Should the word "photo" occur in a line of the records, copy that line.
── Study material
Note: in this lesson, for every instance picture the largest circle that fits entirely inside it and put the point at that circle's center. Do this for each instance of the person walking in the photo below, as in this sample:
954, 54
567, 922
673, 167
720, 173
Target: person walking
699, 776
────
── Study material
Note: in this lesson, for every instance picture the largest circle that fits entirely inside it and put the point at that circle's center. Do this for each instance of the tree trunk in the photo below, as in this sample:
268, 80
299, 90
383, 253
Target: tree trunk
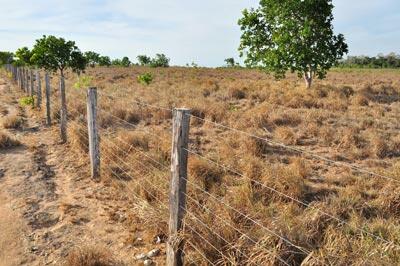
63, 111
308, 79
────
§ Expected answer
Note: in this lesson, for every instance picture the largest circle that fits entirely inside it and put the point at that circle's center. Do this for each instance of the person walking in the photo below, as in this sample:
Note: in this lesson, for every instance picture the largest circle that fits entirely inside it and put the point at that circle's center. Do this for each instance of the tree trunk in the photo below, as in this sample:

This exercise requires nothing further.